_Tasks to complete_
A: In the essay on how little we know about nature, where does the claim that we know more about the moon than our own oceans come from?
B: Output everything in the essay on how little we know about nature from "We Think We’re So Smart" down to "hang with me.".
C: Pick up the essay on how little we know about nature after its last sentence and keep writing it.

_Reading passage_
We Think We’re So Smart

We think we’re so smart.  We’ve got our own websites, blogs, 4G cell-phones, i-Pods, i-Pads, 24-hour news-cycles, and multiple flights daily to anywhere else in the world.  And yet we remain blissfully ignorant in so many ways.   We still can’t explain some basic laws of the universe and natural world around us…..and it seems less and less relevant to us every day.  Yet the laws of the universe apply to everyone and everything, whether we are conscious of them or not.  Innumerable unanswered questions about the universe and how it’s inhabitants fit together still remain.  So many that we simply don’t know what we don’t know.   I’ll focus on a few areas here and you can decide for yourself, assuming you have the time and attention span to hang with me.

Mankind is smarter, collectively, than ever before…but, despite our endless, near-instantaneous news cycles, we have just begun to scratch the surface in terms of defining the laws of nature.  We purportedly know more about the moon than we do our own oceans–so says the preview for an upcoming show on the National Geographic channel.   And every scientist/naturalist going to Borneo seems to unearth dozens of new species. We know that we are ignorant about these things (if we are paying attention)–but we are too busy to care about scientists and species from distant, dark places.

_Data entries_
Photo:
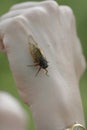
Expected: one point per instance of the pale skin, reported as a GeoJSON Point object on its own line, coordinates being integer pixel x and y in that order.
{"type": "Point", "coordinates": [54, 100]}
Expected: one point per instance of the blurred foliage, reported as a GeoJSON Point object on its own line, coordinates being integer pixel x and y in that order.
{"type": "Point", "coordinates": [79, 8]}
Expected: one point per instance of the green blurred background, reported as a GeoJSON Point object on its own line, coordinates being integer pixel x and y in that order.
{"type": "Point", "coordinates": [79, 8]}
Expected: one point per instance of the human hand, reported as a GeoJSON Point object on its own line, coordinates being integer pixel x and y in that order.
{"type": "Point", "coordinates": [53, 28]}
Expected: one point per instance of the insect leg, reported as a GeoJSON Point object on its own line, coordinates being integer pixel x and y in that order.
{"type": "Point", "coordinates": [32, 65]}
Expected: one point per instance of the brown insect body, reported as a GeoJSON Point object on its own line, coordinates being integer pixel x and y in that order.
{"type": "Point", "coordinates": [37, 56]}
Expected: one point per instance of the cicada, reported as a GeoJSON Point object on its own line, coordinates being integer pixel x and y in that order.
{"type": "Point", "coordinates": [37, 55]}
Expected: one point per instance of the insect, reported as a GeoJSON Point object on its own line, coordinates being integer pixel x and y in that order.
{"type": "Point", "coordinates": [37, 56]}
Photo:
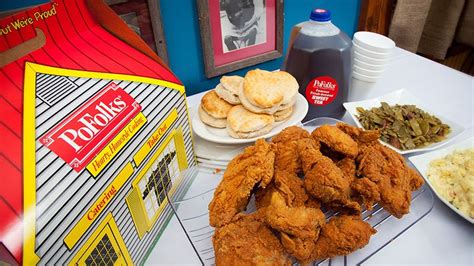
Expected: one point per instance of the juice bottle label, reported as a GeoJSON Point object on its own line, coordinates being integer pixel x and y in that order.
{"type": "Point", "coordinates": [321, 90]}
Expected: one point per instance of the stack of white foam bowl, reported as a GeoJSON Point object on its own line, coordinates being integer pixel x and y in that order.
{"type": "Point", "coordinates": [371, 53]}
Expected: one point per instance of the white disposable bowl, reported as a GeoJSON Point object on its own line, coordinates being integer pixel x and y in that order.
{"type": "Point", "coordinates": [369, 60]}
{"type": "Point", "coordinates": [367, 72]}
{"type": "Point", "coordinates": [373, 67]}
{"type": "Point", "coordinates": [364, 77]}
{"type": "Point", "coordinates": [373, 41]}
{"type": "Point", "coordinates": [370, 53]}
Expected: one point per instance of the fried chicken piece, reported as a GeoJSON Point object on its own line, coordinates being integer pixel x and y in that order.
{"type": "Point", "coordinates": [342, 235]}
{"type": "Point", "coordinates": [263, 196]}
{"type": "Point", "coordinates": [394, 179]}
{"type": "Point", "coordinates": [416, 181]}
{"type": "Point", "coordinates": [247, 241]}
{"type": "Point", "coordinates": [312, 203]}
{"type": "Point", "coordinates": [365, 192]}
{"type": "Point", "coordinates": [288, 184]}
{"type": "Point", "coordinates": [347, 166]}
{"type": "Point", "coordinates": [323, 179]}
{"type": "Point", "coordinates": [299, 248]}
{"type": "Point", "coordinates": [336, 139]}
{"type": "Point", "coordinates": [286, 156]}
{"type": "Point", "coordinates": [300, 222]}
{"type": "Point", "coordinates": [254, 167]}
{"type": "Point", "coordinates": [298, 226]}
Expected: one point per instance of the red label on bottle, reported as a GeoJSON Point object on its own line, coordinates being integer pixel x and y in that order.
{"type": "Point", "coordinates": [321, 90]}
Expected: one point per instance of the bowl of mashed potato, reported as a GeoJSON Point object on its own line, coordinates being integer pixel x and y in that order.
{"type": "Point", "coordinates": [450, 174]}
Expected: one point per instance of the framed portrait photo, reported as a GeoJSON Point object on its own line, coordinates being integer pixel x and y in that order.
{"type": "Point", "coordinates": [143, 17]}
{"type": "Point", "coordinates": [239, 33]}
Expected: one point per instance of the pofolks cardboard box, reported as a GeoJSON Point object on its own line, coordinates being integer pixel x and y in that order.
{"type": "Point", "coordinates": [94, 133]}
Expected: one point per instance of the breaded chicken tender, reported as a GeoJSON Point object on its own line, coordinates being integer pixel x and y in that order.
{"type": "Point", "coordinates": [323, 179]}
{"type": "Point", "coordinates": [286, 155]}
{"type": "Point", "coordinates": [336, 139]}
{"type": "Point", "coordinates": [300, 222]}
{"type": "Point", "coordinates": [288, 184]}
{"type": "Point", "coordinates": [254, 167]}
{"type": "Point", "coordinates": [298, 226]}
{"type": "Point", "coordinates": [394, 179]}
{"type": "Point", "coordinates": [340, 236]}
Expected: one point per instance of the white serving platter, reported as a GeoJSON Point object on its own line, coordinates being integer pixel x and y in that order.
{"type": "Point", "coordinates": [405, 97]}
{"type": "Point", "coordinates": [219, 135]}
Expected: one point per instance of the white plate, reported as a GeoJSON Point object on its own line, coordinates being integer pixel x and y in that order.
{"type": "Point", "coordinates": [404, 97]}
{"type": "Point", "coordinates": [219, 135]}
{"type": "Point", "coordinates": [362, 77]}
{"type": "Point", "coordinates": [422, 162]}
{"type": "Point", "coordinates": [214, 151]}
{"type": "Point", "coordinates": [373, 41]}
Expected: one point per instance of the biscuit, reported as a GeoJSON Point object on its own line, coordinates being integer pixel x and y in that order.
{"type": "Point", "coordinates": [265, 89]}
{"type": "Point", "coordinates": [283, 114]}
{"type": "Point", "coordinates": [211, 121]}
{"type": "Point", "coordinates": [229, 89]}
{"type": "Point", "coordinates": [215, 106]}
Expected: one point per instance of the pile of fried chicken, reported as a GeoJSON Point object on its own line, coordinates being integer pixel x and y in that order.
{"type": "Point", "coordinates": [339, 168]}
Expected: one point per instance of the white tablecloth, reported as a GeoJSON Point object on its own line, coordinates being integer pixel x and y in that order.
{"type": "Point", "coordinates": [442, 237]}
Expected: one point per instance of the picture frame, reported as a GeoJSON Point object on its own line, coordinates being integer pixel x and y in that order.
{"type": "Point", "coordinates": [238, 34]}
{"type": "Point", "coordinates": [144, 17]}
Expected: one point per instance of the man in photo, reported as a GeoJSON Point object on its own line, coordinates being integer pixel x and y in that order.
{"type": "Point", "coordinates": [244, 17]}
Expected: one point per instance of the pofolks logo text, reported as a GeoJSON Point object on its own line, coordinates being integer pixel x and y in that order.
{"type": "Point", "coordinates": [79, 137]}
{"type": "Point", "coordinates": [321, 90]}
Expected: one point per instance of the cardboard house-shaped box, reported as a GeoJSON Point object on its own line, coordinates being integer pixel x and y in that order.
{"type": "Point", "coordinates": [94, 133]}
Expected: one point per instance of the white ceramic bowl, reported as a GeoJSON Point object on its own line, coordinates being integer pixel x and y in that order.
{"type": "Point", "coordinates": [373, 41]}
{"type": "Point", "coordinates": [367, 59]}
{"type": "Point", "coordinates": [422, 164]}
{"type": "Point", "coordinates": [367, 72]}
{"type": "Point", "coordinates": [370, 53]}
{"type": "Point", "coordinates": [363, 77]}
{"type": "Point", "coordinates": [373, 67]}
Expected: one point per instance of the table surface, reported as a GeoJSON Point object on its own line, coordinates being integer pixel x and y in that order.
{"type": "Point", "coordinates": [442, 237]}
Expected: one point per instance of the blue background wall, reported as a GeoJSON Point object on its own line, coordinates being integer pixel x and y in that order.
{"type": "Point", "coordinates": [183, 38]}
{"type": "Point", "coordinates": [184, 41]}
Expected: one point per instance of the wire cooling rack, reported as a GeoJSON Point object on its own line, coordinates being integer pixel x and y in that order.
{"type": "Point", "coordinates": [191, 201]}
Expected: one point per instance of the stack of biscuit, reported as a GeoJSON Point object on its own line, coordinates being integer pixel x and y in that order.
{"type": "Point", "coordinates": [249, 107]}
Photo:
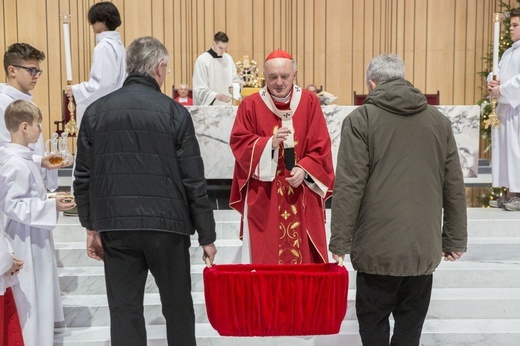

_Responses to the exercise_
A: The preview for an upcoming show on the National Geographic channel.

B:
We Think We’re So Smart

We think we’re so smart.  We’ve got our own websites, blogs, 4G cell-phones, i-Pods, i-Pads, 24-hour news-cycles, and multiple flights daily to anywhere else in the world.  And yet we remain blissfully ignorant in so many ways.   We still can’t explain some basic laws of the universe and natural world around us…..and it seems less and less relevant to us every day.  Yet the laws of the universe apply to everyone and everything, whether we are conscious of them or not.  Innumerable unanswered questions about the universe and how it’s inhabitants fit together still remain.  So many that we simply don’t know what we don’t know.   I’ll focus on a few areas here and you can decide for yourself, assuming you have the time and attention span to hang with me.

C:
Somehow, with the emergence of modern conveniences, we seem to have lost our natural curiosity–replaced with short attention spans, mostly directed at responding to the electronic gizmos making noises in our life.    We no longer seem to have any need for the continued divination of universal truth.   Or, we no longer have the time and attention span to devote toward doing that heavy thinking.  In this day and age of endless electronic stimuli and distraction, I submit that, now more than ever, we need to force ourselves to do more pondering and less responding.  We should all devote more time to observation, critical thought, and reasoned analysis.  Get outside and watch some birds, look for wildlife in their own habitat, and pay attention to details.

Consider this, many of the nuggets of knowledge which were mankind altering came from the minds of men just simply observing and thinking.  Isaac Newton’s discovery of gravity—while witnessing an apple falling from a tree—is a great case in point.  Newton’s views of physics stood for over 200 years until Albert Einstein contributed his Theory of Relativity a hundred years or so ago.  And the impact of his works took several decades to fully manifest.  His works opening up our understanding of the sub-atomic world around us.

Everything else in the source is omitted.